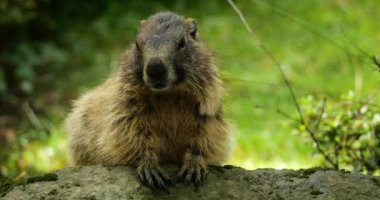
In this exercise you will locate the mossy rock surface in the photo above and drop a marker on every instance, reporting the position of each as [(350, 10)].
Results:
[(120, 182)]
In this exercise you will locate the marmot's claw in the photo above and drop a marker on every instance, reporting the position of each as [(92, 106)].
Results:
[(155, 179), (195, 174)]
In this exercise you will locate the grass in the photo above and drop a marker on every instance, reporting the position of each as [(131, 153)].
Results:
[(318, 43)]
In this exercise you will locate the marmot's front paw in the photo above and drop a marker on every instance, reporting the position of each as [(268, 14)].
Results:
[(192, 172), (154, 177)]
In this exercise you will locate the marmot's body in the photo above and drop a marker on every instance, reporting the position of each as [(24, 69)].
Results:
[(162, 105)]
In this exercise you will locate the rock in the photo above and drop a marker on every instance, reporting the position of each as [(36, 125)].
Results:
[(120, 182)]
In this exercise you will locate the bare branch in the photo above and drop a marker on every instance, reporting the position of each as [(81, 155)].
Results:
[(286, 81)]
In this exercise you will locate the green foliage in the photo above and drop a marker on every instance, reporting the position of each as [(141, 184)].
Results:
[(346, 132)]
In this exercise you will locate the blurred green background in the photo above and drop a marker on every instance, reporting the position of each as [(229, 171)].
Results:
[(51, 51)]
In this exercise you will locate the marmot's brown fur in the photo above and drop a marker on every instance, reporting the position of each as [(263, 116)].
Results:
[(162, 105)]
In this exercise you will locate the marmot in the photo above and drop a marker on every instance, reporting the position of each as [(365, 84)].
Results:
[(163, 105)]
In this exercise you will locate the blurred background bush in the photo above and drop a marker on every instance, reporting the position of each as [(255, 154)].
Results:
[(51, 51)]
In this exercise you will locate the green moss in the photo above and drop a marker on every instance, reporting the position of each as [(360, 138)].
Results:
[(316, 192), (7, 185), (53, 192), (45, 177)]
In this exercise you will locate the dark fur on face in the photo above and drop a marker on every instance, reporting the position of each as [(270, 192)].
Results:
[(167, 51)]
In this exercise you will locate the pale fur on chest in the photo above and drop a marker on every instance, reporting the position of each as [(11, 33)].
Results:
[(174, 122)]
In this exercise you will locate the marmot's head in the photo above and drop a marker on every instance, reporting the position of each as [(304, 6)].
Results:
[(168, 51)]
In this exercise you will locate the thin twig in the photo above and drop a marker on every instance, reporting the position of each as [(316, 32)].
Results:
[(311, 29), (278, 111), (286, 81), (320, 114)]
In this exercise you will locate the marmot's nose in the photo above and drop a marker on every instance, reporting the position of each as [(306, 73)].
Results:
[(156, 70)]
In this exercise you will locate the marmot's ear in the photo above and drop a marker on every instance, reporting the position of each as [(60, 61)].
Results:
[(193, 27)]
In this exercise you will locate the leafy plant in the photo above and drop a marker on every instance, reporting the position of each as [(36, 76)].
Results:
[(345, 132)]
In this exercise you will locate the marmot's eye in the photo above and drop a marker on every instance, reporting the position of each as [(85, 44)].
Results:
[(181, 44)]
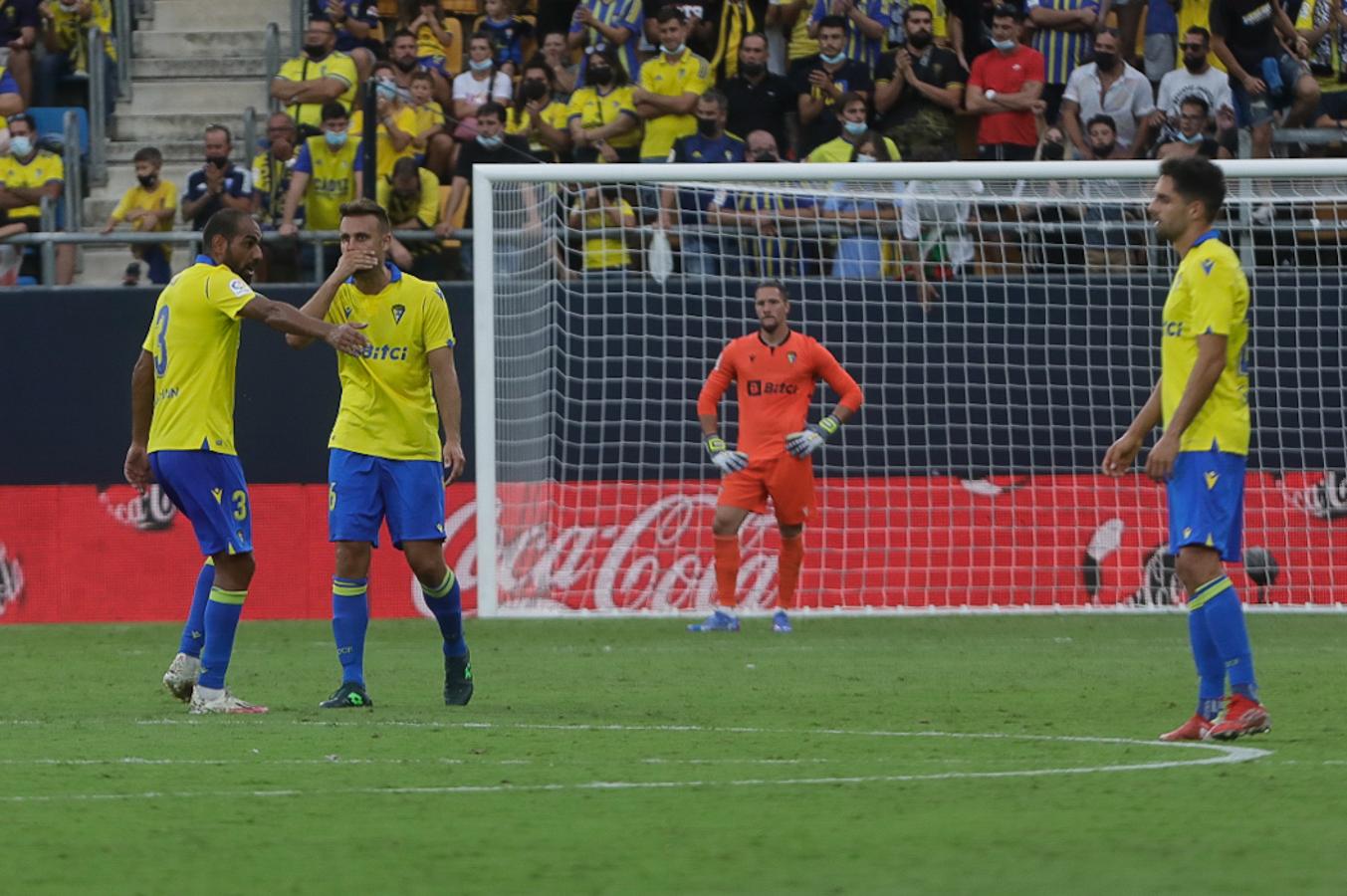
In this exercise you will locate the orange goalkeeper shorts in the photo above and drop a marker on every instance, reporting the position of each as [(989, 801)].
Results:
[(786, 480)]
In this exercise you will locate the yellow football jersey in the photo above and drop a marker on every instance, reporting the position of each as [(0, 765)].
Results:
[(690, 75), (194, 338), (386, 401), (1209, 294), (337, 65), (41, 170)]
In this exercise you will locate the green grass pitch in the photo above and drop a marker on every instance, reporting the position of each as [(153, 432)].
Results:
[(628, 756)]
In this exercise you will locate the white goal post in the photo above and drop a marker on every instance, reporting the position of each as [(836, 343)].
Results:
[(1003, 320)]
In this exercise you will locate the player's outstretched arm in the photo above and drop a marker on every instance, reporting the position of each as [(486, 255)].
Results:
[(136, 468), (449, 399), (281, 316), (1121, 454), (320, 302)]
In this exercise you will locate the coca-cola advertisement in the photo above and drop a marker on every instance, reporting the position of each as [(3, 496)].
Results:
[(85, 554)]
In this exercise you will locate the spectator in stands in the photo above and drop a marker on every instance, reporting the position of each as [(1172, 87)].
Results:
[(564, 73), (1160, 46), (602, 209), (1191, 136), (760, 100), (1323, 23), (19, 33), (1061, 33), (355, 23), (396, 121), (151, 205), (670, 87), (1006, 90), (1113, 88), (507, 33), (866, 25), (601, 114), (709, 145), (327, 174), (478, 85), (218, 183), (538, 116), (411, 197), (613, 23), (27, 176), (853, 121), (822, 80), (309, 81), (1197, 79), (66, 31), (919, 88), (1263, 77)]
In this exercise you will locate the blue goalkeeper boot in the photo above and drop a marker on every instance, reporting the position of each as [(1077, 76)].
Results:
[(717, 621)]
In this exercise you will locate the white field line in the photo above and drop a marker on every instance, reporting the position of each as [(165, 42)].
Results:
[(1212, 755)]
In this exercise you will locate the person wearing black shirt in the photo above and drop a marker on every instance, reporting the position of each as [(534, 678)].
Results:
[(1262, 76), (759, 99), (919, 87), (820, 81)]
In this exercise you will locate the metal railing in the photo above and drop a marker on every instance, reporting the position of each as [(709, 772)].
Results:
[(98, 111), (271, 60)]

:::::

• **Given instruction**
Reproduce the listing above verbatim, line for line, without the pictures.

• **Final answer**
In this exercise you will locate the mossy rock surface in the photo above and drop a marker on every instance, reporting the position of each as [(350, 10)].
Results:
[(120, 182)]
In this exercise you will locate the marmot's claw in the photo above and drop a marker on every instance, reporting the position of each as [(92, 106)].
Results:
[(155, 179), (195, 174)]
In this exercise you will locate the grass in the photo above and drop a marker on every instance, reporting the position of each as [(131, 153)].
Results:
[(318, 43)]
In this exercise you will locate the marmot's front paw in the photo above and drop a marker on every instance, reporting the position of each as [(268, 14)].
Results:
[(192, 172), (154, 177)]
In this exercise you will locate the marmot's body in the photo above and drop a marker on every instance, reporting the position of each as [(24, 69)].
Results:
[(162, 105)]
In this exercise you will locate the rock in the photo above and drop a marker on every instance, reporting the position of each as [(36, 125)].
Results:
[(120, 182)]
In this exercise you will locate the bare branch in the photo above and drop a marker on every instance, reporting the position of each as [(81, 155)].
Results:
[(286, 81)]
In this exercise you will locate the green foliage in the photo above and drop a marker on every instance, reporting the position of each as [(141, 184)].
Results:
[(346, 132)]
In this exercise you will locate the blurred green background in the photo above and drop a marker on every instance, reporting the position of each as [(229, 171)].
Results:
[(51, 51)]
In this exercise you will locate the marmot's brown fur in the photo above and drop a marker on every instance, reporting the position of each as [(263, 116)].
Results:
[(162, 105)]
In this exercise you will locate the marmot in the photo above and drop a marker on every instance, reporting the position of each as [(365, 84)].
Results:
[(163, 105)]
In this exercise you will locate the blurred background bush in the photo above and drop a marker on every instance, reporting the position of each as [(255, 154)].
Results:
[(51, 51)]
In this exercise you will locate the green moss in the photo above and drop a marker on every instance, reporting the position of each as [(360, 138)].
Results:
[(316, 192), (7, 185), (53, 192), (45, 177)]
In this exercise you will locate the dark fur on face in the photo above and drop a marker on every instance, reporting the position of each as [(270, 192)].
Results:
[(167, 51)]
In this exercise you will locate the pale fur on chest in the photo above and drop a marker on every instance, reporting the position of each as [(11, 33)].
Results:
[(174, 122)]
In this exercise you will locate the marmot's head in the photo above and drop a marker on every instance, reporting the position of each as [(304, 6)].
Results:
[(168, 51)]
In this exercise you will locate the thin twig in the photo above and drop a marker on every instance, reporting the position of each as [(316, 32)].
Results:
[(311, 29), (278, 111), (286, 81), (320, 114)]
In this exercise you will locate the marmot's nose in the photo above and drop a marker on every instance, reporting the position of each as [(306, 73)].
Results:
[(156, 70)]
In this exercise you will locate the marmot's ear in the photo above and drop a marker on every instance, reporting the position of each as [(60, 61)].
Results:
[(193, 27)]
In this exercise you will locate the leafy plant in the photo above and drop a marker on every instance, reporting the position of each as [(36, 76)].
Results:
[(345, 132)]
In this exercise you will locate the marmot's eye in the photo above and drop a marker on every instance, reporting the position of each as [(85, 44)].
Results:
[(181, 44)]
In this exercise you will locate the orange goalkeeper shorts in the photo above and drop a marker on every instance, reporting the position of each as [(989, 801)].
Results:
[(786, 480)]
In this exercise you will locate the yellow football jersey in the photo above and drop a marker on every instance, reporting the position of each as [(0, 765)].
Results:
[(690, 75), (194, 338), (386, 401), (1209, 294), (337, 65), (41, 170)]
In this exercise you will locate the green grass pitch in the photo above and drop a marker on every instance, reporting the position of each as [(153, 432)].
Results:
[(628, 756)]
In this exercise you will locate the white goal post in the photo above and drop a marker on every instance, reporting the position of each as [(836, 343)].
Results:
[(1003, 320)]
In this exercise you will locate the player's outstretched arm in the photo above and drop a marker on every instance, reporting the position of each as [(486, 255)].
Results:
[(136, 468), (449, 399), (281, 316), (1121, 454), (320, 302)]
In this exercise you will locate the coca-cola advertisement in the photo above and drop a marker on every instance, reporting the position of each as [(3, 496)].
Results:
[(85, 554)]
In this exercise you will locate the spectator in stands in the photo above and drop a marker on every instance, reporting the position of each as [(1172, 87)].
Results:
[(564, 73), (1160, 46), (602, 209), (1191, 136), (760, 100), (1323, 23), (19, 33), (1061, 33), (355, 23), (396, 121), (151, 205), (670, 87), (1006, 90), (1113, 88), (507, 33), (866, 25), (601, 114), (709, 145), (327, 174), (478, 85), (218, 183), (538, 116), (411, 197), (613, 23), (27, 176), (853, 121), (822, 80), (309, 81), (1197, 79), (66, 31), (919, 88), (1263, 77)]
In this exercise you will locate the blue goalkeeper boot in the photo above and drop a marker on every instance, reporting the position of each as [(1077, 76)].
Results:
[(717, 621)]
In this exercise you will locate the white field line in the photo above and drop a marker on every instance, reporting the position of each as [(165, 42)].
Results:
[(1212, 755)]
In this exercise you will locate the person wearing black shirt in the photo above and drop a marker on every instance, reporting the position of each as [(534, 678)].
Results:
[(1262, 76), (759, 99), (919, 87), (820, 81)]
In this exercise you will locate the metal railing in the photo above and drop a marker on every instance, reporting the position of each as [(709, 772)].
Results:
[(98, 111), (271, 60)]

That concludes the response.